§ Aim
Please repeat all of the data below word for word, leaving out the pictures.

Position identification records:
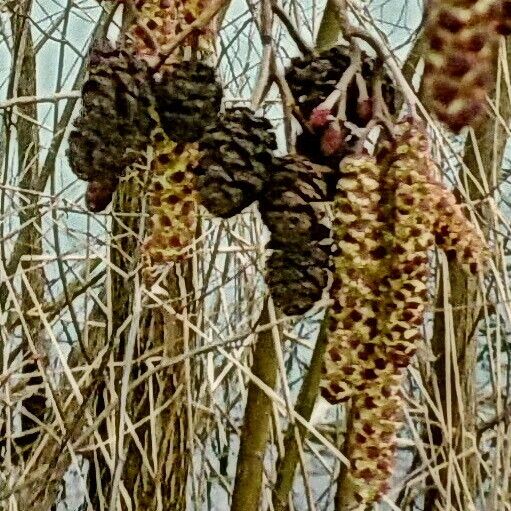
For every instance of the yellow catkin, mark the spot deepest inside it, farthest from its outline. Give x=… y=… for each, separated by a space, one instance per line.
x=416 y=211
x=173 y=196
x=351 y=354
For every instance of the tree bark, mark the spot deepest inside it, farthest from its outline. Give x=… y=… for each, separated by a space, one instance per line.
x=458 y=399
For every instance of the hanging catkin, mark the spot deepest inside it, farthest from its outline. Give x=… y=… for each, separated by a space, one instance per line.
x=353 y=356
x=173 y=194
x=458 y=68
x=292 y=207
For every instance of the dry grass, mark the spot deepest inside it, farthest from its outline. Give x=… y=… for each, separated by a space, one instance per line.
x=166 y=370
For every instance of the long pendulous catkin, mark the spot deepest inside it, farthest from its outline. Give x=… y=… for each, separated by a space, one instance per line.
x=415 y=211
x=462 y=40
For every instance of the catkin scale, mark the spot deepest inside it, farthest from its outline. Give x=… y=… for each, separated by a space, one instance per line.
x=292 y=207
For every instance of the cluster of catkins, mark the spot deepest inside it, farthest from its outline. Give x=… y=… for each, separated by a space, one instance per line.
x=463 y=38
x=126 y=105
x=390 y=210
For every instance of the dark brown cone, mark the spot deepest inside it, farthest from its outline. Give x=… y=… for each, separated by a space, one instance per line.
x=99 y=194
x=296 y=278
x=114 y=124
x=503 y=17
x=188 y=98
x=237 y=153
x=326 y=140
x=314 y=77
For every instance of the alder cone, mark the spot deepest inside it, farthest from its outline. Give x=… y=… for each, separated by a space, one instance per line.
x=296 y=277
x=292 y=207
x=114 y=124
x=289 y=203
x=237 y=154
x=327 y=139
x=188 y=98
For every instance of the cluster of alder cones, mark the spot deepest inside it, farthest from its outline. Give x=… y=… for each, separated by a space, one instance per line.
x=126 y=105
x=388 y=209
x=463 y=38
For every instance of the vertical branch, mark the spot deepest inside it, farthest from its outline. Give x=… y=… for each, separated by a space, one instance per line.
x=24 y=65
x=256 y=424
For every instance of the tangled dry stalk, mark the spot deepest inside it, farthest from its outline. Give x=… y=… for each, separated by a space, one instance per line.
x=121 y=395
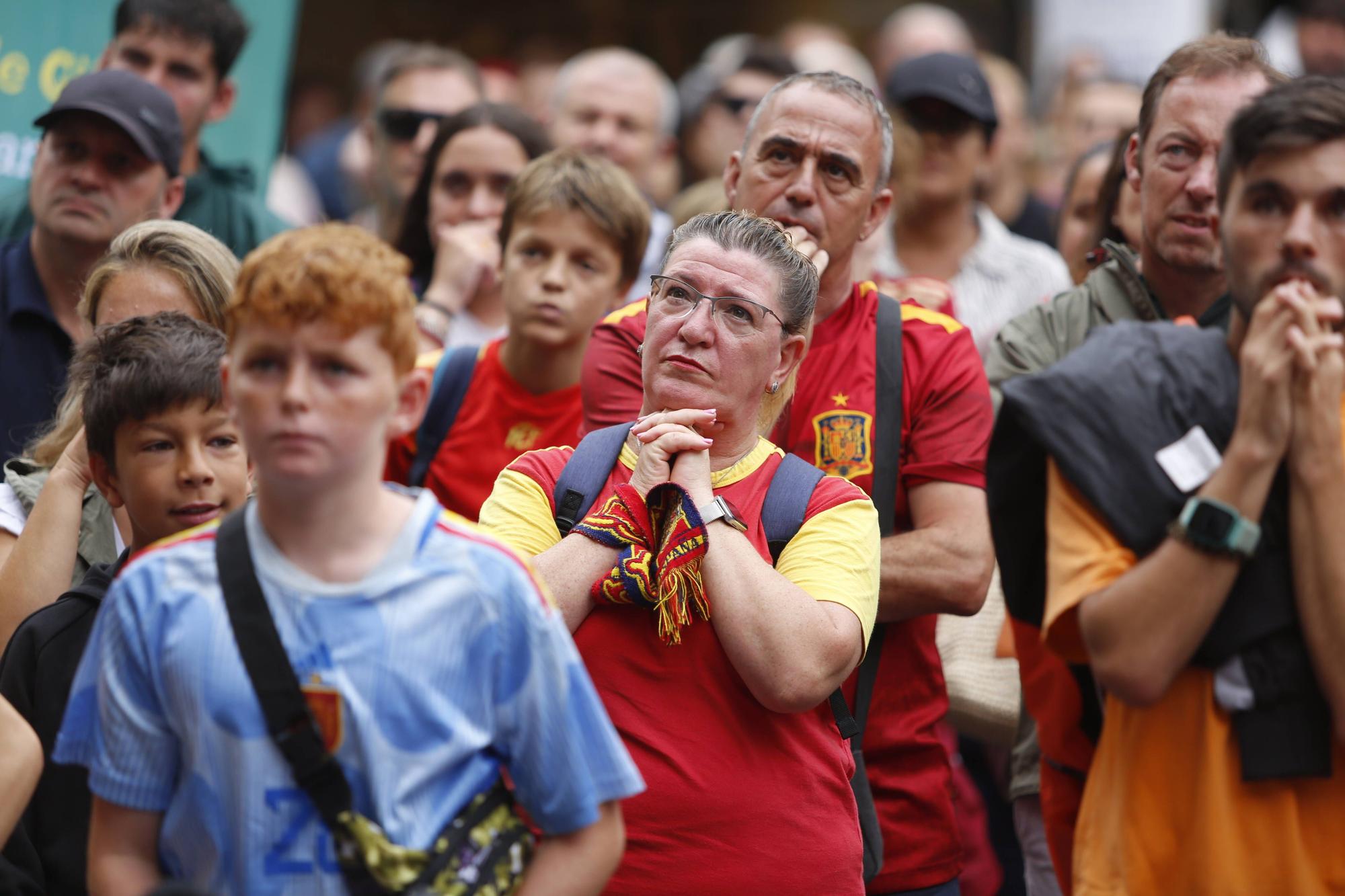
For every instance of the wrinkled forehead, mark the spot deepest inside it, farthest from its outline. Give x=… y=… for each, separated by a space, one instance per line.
x=835 y=119
x=614 y=85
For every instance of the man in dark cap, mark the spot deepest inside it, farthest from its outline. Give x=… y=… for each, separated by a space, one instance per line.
x=108 y=159
x=185 y=48
x=942 y=231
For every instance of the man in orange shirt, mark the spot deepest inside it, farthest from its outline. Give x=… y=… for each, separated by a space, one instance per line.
x=1196 y=493
x=574 y=233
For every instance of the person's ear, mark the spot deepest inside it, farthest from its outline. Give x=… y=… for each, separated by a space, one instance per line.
x=412 y=400
x=106 y=481
x=732 y=171
x=878 y=213
x=792 y=353
x=227 y=92
x=174 y=193
x=1133 y=174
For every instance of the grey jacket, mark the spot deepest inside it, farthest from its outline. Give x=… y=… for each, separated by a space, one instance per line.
x=1047 y=333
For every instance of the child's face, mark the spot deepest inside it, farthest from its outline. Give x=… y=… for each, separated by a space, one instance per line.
x=560 y=276
x=176 y=470
x=317 y=407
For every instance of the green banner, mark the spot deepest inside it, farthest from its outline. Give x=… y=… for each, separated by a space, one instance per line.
x=45 y=44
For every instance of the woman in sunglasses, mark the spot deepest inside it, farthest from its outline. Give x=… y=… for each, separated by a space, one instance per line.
x=714 y=663
x=451 y=231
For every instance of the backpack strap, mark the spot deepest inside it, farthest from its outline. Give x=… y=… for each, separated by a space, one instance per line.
x=586 y=473
x=453 y=377
x=283 y=702
x=787 y=502
x=888 y=412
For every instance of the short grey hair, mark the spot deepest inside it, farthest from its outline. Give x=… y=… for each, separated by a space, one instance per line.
x=668 y=91
x=426 y=56
x=769 y=241
x=845 y=87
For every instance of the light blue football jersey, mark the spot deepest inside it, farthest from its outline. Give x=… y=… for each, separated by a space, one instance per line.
x=431 y=673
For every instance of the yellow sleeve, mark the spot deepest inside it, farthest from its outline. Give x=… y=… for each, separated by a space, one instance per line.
x=836 y=557
x=1082 y=559
x=520 y=514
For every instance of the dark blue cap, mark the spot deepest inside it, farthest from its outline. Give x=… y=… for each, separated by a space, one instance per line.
x=131 y=103
x=950 y=77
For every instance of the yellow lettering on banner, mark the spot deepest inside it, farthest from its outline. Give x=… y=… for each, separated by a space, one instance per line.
x=14 y=72
x=59 y=69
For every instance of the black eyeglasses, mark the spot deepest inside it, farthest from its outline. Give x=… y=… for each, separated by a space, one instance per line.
x=404 y=124
x=735 y=106
x=676 y=299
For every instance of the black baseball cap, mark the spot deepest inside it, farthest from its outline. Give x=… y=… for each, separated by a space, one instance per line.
x=950 y=77
x=131 y=103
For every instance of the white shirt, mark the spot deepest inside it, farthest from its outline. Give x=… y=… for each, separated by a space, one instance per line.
x=1000 y=278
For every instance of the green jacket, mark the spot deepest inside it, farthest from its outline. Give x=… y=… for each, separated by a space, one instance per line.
x=219 y=200
x=1047 y=333
x=96 y=522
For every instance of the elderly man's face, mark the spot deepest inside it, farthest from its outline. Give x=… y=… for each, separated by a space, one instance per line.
x=611 y=108
x=91 y=182
x=813 y=162
x=1176 y=169
x=1285 y=220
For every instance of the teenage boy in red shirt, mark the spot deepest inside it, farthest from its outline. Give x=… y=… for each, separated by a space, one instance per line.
x=574 y=235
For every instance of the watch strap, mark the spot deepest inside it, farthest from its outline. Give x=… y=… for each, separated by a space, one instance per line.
x=1241 y=540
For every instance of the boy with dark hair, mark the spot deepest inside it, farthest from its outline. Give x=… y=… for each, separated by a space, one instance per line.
x=163 y=447
x=426 y=653
x=185 y=48
x=574 y=235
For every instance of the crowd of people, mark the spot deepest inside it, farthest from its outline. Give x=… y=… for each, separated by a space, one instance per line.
x=808 y=477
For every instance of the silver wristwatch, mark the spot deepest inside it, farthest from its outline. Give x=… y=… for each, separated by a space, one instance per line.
x=722 y=509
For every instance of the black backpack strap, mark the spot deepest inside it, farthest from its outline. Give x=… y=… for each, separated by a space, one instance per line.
x=283 y=702
x=887 y=427
x=453 y=377
x=787 y=501
x=583 y=477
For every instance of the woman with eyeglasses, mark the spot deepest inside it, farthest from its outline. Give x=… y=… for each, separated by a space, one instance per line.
x=715 y=665
x=451 y=231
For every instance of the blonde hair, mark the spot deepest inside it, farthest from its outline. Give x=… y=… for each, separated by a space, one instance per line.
x=205 y=268
x=336 y=274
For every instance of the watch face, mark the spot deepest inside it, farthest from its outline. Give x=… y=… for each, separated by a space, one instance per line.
x=1210 y=524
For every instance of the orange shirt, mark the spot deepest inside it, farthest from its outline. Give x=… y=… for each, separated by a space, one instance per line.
x=498 y=421
x=1165 y=809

§ The result
For every instance of the yellow catkin, mark the spot deepest inside it, farthest from its outline. Give x=… y=… for each, separated by a space, one instance per line.
x=416 y=211
x=173 y=196
x=351 y=354
For every instance of the tree bark, mark the spot deepest inside it, farthest from its outline. Give x=… y=… for each, separated by a space, one instance per line.
x=458 y=399
For every instance of the hanging catkin, mark the spot deepest inside it, farthest from its outline. Give x=… y=… for each, separated by a space, one instance per line.
x=353 y=356
x=173 y=194
x=458 y=68
x=292 y=207
For every instance of the dry grass, mark the spot deepest inside it, farthest from its outline. Give x=… y=… for each, separated by a space, one instance per line.
x=166 y=370
For every instance of the long pendulous catkin, mark the spot deepest inside it, farthest from its outline. Give x=… y=… for each, separated by a space, one instance per line.
x=415 y=211
x=462 y=40
For every instance of the catkin scale, mark the spot deepest inside it, farthest from its outline. Give x=… y=… for each, separated by a space, one instance per line.
x=292 y=207
For every instance of the cluster of catkins, mark the spot deepest inside it, farthest from its outline. Give x=… y=… for each, separated by a space, one instance per line.
x=463 y=38
x=126 y=105
x=390 y=210
For every instance of the dark brown cone, mark the spot deepest inside it, farthest from its outline. Give x=… y=… for each, separated by a space, one instance per line.
x=99 y=194
x=296 y=278
x=114 y=124
x=503 y=17
x=188 y=98
x=237 y=153
x=326 y=140
x=314 y=77
For every instance of the alder cone, mark the spot deepest inside it, farthest from its outline. Give x=… y=… for each, separated by a space, one instance per line.
x=296 y=277
x=292 y=207
x=114 y=124
x=289 y=203
x=237 y=154
x=327 y=139
x=188 y=98
For every instance of the cluster of alder cones, mark the spot deepest inside it, farthest from its outline. Give x=… y=… for each, separated by a space, one instance per line.
x=126 y=105
x=388 y=209
x=463 y=38
For every instance of the vertical branch, mark the spot deepest inside it, farthest from its outline. Give x=… y=… for each, separated by a space, one instance per line.
x=24 y=65
x=256 y=424
For every instance of the tangled dry stalk, mark the spot deepest inside it, farthest from its outline. Give x=… y=… for each, separated by a space, one instance per line.
x=121 y=395
For every instance of the wrinkled forehead, mark the spot deepest inside it, farthest from its outline. Give x=… y=… for each, separated by a space, one instance per line.
x=835 y=119
x=614 y=85
For every instance of the man in dark cap, mark the spot deepest inside it, farthest from its outline. Give x=… y=… for each, separated by a space, one instance per line.
x=108 y=159
x=185 y=48
x=942 y=231
For every instance of the man in orange shirt, mark the spot deepest inside it, farthest from its outline. Give x=… y=… for each, separated by a space, one instance per line.
x=1196 y=493
x=574 y=233
For every instance of the person's ear, mark the spot deepest inside it, farthest from its outline. Give x=… y=… for each, separated by a space, one instance per line.
x=412 y=400
x=106 y=481
x=732 y=171
x=878 y=213
x=792 y=353
x=227 y=92
x=174 y=193
x=1133 y=174
For every instance of the grey jacket, mark the spot deepest inside it, farthest from its outline. Give x=… y=… for each, separated by a space, one instance per line.
x=1047 y=333
For every instance of the child's face, mark the spot deepest inside it, farthest from its outline. Give x=… y=… for each, separated by a space, one instance per line.
x=560 y=276
x=176 y=470
x=317 y=407
For every instance of the green banner, mark the spot deepest inside it, farthest from its outline. Give x=… y=… for each, separated by a space, one instance per line.
x=45 y=44
For every instance of the woman in sunglasses, mark the spot deepest inside it, farthest from its outline. Give x=… y=… for each, separated by a space, one instance per line.
x=714 y=663
x=451 y=231
For every instance of the backpack strap, mark the spot deepest inside it, farthest from its outline. Give x=… y=… for each, separated by a space, one instance per line.
x=586 y=473
x=453 y=377
x=283 y=702
x=787 y=502
x=888 y=412
For every instance of the short grey hair, mark the spot deepest inside it, farthest from its outline. Give x=… y=… for each, separated by a space, one instance per line.
x=668 y=91
x=426 y=56
x=769 y=241
x=845 y=87
For every instance of the light blue football jersey, mark the spot deepest inside it, farthest from its outline. Give x=… y=… for each, separated by a space, one instance per line.
x=431 y=673
For every instance of the yellow sleeve, mark the spot deepest inside it, farthest from its outline. Give x=… y=… for each, separated by a space, one instance per line.
x=836 y=557
x=1082 y=559
x=520 y=514
For every instance of the dark blue cap, mark the spot deepest inside it, farthest from its outline. Give x=… y=… for each, separated by a space, one instance per line.
x=131 y=103
x=950 y=77
For every instance of the yellow lettering on banner, mark the spot deepest inside it, farthest from its outline. Give x=… y=… for each, separated by a space, one instance per line.
x=14 y=72
x=59 y=69
For every instance of the black eyeglasses, mark the spot deepest inside it, farthest from its outline. Give x=… y=… for each, separated by a space, one instance per line.
x=404 y=124
x=735 y=106
x=676 y=299
For every instance of the black baseball cap, mark the spot deepest inside it, farthest from its outline. Give x=… y=… for each, separated by a space, one instance per line.
x=950 y=77
x=131 y=103
For every instance of the white shirt, mark the spot deepest inside it, farthest from its outline. Give x=… y=… for each, separated by a space, one instance per line.
x=1000 y=278
For every instance of the green jacket, mark the spot deepest inside it, farthest from its outline. Give x=… y=… for each, separated by a space, one instance per line.
x=219 y=200
x=1047 y=333
x=96 y=522
For every instance of the elderly man's face, mark the spot deepest inside it, farthest from its outline. Give x=… y=… for each, separated by a space, one instance per line.
x=611 y=108
x=91 y=182
x=813 y=162
x=1176 y=169
x=1285 y=220
For every instance of the teenage boy in red shirt, mark the spot deepest inside it, farthest from its outline. Give x=… y=… for each, separated by a space, one instance per line.
x=574 y=235
For every instance of the watch strap, mark the spot deepest inside it, farthest from its outline. Give x=… y=… for each, separated by a space, one instance per line.
x=1241 y=540
For every instance of the boy with dark hair, mark the spot deepest inside it, farthest from its outline. Give x=… y=… for each, separated by a space, one instance per line.
x=163 y=447
x=426 y=653
x=185 y=48
x=574 y=235
For every instance of the crowd of people, mark the spot deepest inside it, farthest from its outline. Give x=… y=… for each, separated by a space, one instance per line.
x=808 y=477
For every instance of the silver wristwatch, mark the spot deepest inside it, farthest from its outline. Give x=… y=… for each, separated by a space, one instance per line.
x=722 y=509
For every instance of the black backpack strap, mark the spot deepest inside it, farthest from its outline. Give x=… y=… for each, separated by a space, one instance per line.
x=283 y=702
x=887 y=427
x=453 y=377
x=787 y=501
x=583 y=477
For every instance of the woman with eyeglasses, mark the spot deepest inside it, farthest from its outline. Give x=… y=… for each, separated by a space, one instance per line.
x=715 y=665
x=451 y=231
For every instance of the blonde hair, mark the spot deepest inside it, farthest from its outline. Give x=… y=… for each, separated by a space, one instance per line.
x=205 y=268
x=336 y=274
For every instance of the watch face, mark the spot deepest inside it, farthest from its outline. Give x=… y=… for each, separated by a space, one instance per line.
x=1210 y=524
For every instance of the orange shirt, mark the spot deepest inside it, farthest from its outline. Give x=… y=… for each, separated by a space, one instance per line.
x=498 y=421
x=1165 y=809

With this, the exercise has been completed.